Start of Selected extract

We’re firmly in what would have been Edinburgh season and like many theatre lovers, we miss it terribly. But was it perfect? Hardly. Nikita Karia writes about her love, hate and nostalgia for the festival and hopes for it to return cleaner and more diverse.

My first experience of Edinburgh was as a gangly fourteen-year-old desperate to flee the ennui of another slow summer in suburbia, securing a place on the Young Pleasance’s Edinburgh Residential Programme. While my classmates were partying in muddy fields, I was performing in front of international audiences and watching back-to-back comedy and theatre long into the night. There was, of course, a substantial amount of misbehaving backstage – crushing on older boys and rushing to buy Smirnoff before the Scottish watershed kicked in. The fringe was my first taster of booze, boys and theatre… the three vices that defined my adolescent years. On the final night of the run, as I woozily tottered to the cast party with the festival’s iconic firework display booming in the background, I decided that I had caught the highly contagious Edinburgh ‘bug’. 

For the past 7 years, I have been returning to the festival as a performer, lighting operator, front of house assistant, supervisor, punter and more recently as a producer. I resigned myself to spending every summer in Edinburgh for the foreseeable future, proudly boasting that “it is the only place to be in August”. But as the fringe became more expensive, my duties more stressful and the hangovers more gruesome, the novelty inevitably started to wane. The festival’s close became synonymous with being broke, voiceless, crippled by exhaustion and usually mulling over existential thoughts while I grazed on a tepid McDonalds aboard a LNER train back to Kings Cross. As a seasoned fringe-goer, I had also become attuned to its ingrained imperfections which echo those of the wider theatre industry:

Harmful to the environment

The gruelling festival get-out invariably leaves behind colossal quantities of paper, discarded sets, food produce and other waste. Companies like Staging Change have kickstarted progress, seen in pop-up eco-venues and no-flyer zones, but change on a bigger scale seems like a distant possibility with a festival of this size and reputation. How do we go about reducing pollution caused by mass international travel to and from the festival? What is the festival without its mass of tourists hoarded on the Royal Mile?

End of Selected extract
Start of Listed entries

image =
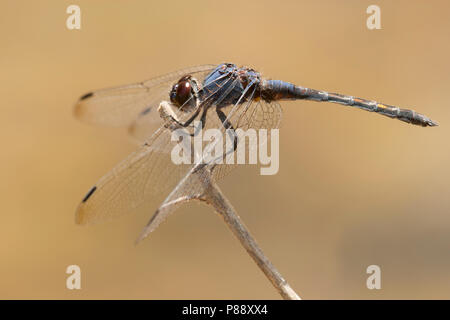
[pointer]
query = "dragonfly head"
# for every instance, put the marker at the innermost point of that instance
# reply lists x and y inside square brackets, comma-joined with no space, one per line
[184,93]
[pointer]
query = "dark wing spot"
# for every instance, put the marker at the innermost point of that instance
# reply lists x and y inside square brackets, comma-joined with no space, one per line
[145,111]
[87,95]
[89,194]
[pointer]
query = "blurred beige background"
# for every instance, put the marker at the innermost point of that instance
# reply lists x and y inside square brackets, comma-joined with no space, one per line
[354,188]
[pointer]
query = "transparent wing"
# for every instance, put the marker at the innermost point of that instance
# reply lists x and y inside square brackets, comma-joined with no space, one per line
[248,115]
[120,106]
[137,180]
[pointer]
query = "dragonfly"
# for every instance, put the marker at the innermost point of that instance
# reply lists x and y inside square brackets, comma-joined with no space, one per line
[222,96]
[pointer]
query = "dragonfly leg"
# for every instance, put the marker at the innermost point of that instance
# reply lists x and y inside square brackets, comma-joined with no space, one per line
[227,125]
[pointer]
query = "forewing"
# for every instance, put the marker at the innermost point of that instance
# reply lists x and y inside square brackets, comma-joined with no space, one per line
[120,106]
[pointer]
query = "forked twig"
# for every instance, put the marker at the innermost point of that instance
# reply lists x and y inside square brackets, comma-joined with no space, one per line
[214,197]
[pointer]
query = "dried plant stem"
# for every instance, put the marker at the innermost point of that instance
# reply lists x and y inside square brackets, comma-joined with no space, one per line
[215,198]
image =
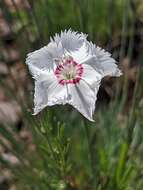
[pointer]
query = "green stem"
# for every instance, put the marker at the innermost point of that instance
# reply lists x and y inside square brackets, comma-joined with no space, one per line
[90,156]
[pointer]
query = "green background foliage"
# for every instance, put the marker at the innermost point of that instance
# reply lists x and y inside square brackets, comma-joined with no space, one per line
[70,152]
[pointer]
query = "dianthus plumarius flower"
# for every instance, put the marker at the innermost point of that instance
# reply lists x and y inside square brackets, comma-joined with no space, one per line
[69,70]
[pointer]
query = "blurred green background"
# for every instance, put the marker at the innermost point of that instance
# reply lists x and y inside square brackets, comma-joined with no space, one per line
[59,149]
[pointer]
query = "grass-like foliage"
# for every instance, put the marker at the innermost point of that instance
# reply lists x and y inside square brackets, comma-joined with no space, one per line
[68,152]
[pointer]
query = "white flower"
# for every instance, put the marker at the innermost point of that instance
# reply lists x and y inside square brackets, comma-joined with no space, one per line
[69,70]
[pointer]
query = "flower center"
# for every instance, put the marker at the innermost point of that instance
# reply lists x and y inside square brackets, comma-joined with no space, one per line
[68,71]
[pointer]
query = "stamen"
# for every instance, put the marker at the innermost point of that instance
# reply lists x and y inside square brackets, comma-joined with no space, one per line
[68,71]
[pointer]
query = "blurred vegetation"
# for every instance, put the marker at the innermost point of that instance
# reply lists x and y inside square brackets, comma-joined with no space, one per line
[68,152]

End of Listed entries

Given instruction 1:
Answer these questions about the essay on the Edinburgh fringe, one line each:
(a) How old was the writer at the time of the first Edinburgh experience?
(b) For how many years has the writer been returning to the festival?
(c) Which company is credited with kickstarting progress on the festival's waste?
Given instruction 2:
Decide whether each statement agrees with the essay on the Edinburgh fringe. Answer yes or no, and quote the words from the essay that settle it.
(a) On the first visit, the writer performed in front of international audiences.
(b) The writer's trip home at the festival's close ended at Kings Cross.
(c) The essay presents change on a bigger scale as close at hand.
Given instruction 3:
Carry on the essay on the Edinburgh fringe from its last sentence.

Final answer 1:
(a) Fourteen.
(b) 7 years.
(c) Staging Change.

Final answer 2:
(a) Yes: "I was performing in front of international audiences"
(b) Yes: "aboard a LNER train back to Kings Cross"
(c) No: "change on a bigger scale seems like a distant possibility with a festival of this size and reputation"

Final answer 3:
Exploitation of workers and artists

Most temporary festival staff are on zero-hour-contracts and work 12-hour days with minimal breaks and pay. Venues tactically disguise these roles as ‘volunteer’ positions, providing staff with a highly sought-after Venue Pass (the Fringe equivalent of a Golden Ticket) and booze-fuelled staff parties to keep them shtum. The public-facing nature of most roles means that festival staff are ill-treated not just by their employers but also by the drunk and disorderly public who are almost always several steins in.

The festival operates an oligopolistic market dominated by the ‘Big Four’ venues who charge artists high upfront costs for the privilege of performing there. Artists are also met with extortionate rent prices, hiked up by local landlords for that one month, as well as transportation, PR costs etc.

Unable to pay themselves, artists are convinced that although prohibitively expensive in the short-term, the festival is a rite of passage for any early-career creative wanting to get noticed, secure future programming and reap long-term rewards. But of course, none of this is certain. The Edinburgh-centric model is dangerous as it perpetuates hierarchical structures within the industry making opportunities highly inaccessible to artists not benefitting from the privilege of wealth.

Lack of diversity

High participation costs and leadership of all four principle venues by white Artistic Directors, has culminated in a festival that is alarmingly un-diverse. From personal experience, I can only remember a sea of white faces on posters splashed across the city and in the eight years that I’ve attended, the number of theatre shows I’ve seen or heard about with an all or majority non-white cast can be counted on one hand. I was recently on the panel for a fund dedicated to commissioning Artists of Colour for Edinburgh. This is one of the first schemes in the festival’s 73-year history, that is attempting to break down barriers faced by Artists of Colour within a festival context. I hope that this is the catalyst for change and not the extent of it.

My last Edinburgh was the toughest one yet. The show was a hard sell, mediocre reviews dampened spirits and I was producing alongside writing funding applications for another company, spending hours working in dingy school canteen-like cafés (it is not uncommon to work multiple jobs alongside performing). Our budget was tighter than usual, anxieties about making a loss were soaring and a cast illness forced us to cancel a sold-out show on the busiest Saturday of the festival, losing out on hundreds of pounds worth of ticket sales. Did I mention, we weren’t paying ourselves for this? This lethal combination of circumstances took its toll on my mental health, as well as that of other company members. By the end of the festival, I was a shell of myself: exhausted, miserable, and lacking the energy to even speak to my family.

These are the unspoken realities of performing at Edinburgh. Too often, I find myself in the company of artists reminiscing about their love for it, their rose-tinted glasses firmly affixed, while dread is the only emotion stirred within me. But at the same time, I realise that I am extremely privileged to have attended the Fringe and I am complicit in the problems outlined above… it has undoubtedly opened doors to opportunities that I otherwise would not have had access to and I’ll be eternally grateful to those who permitted that.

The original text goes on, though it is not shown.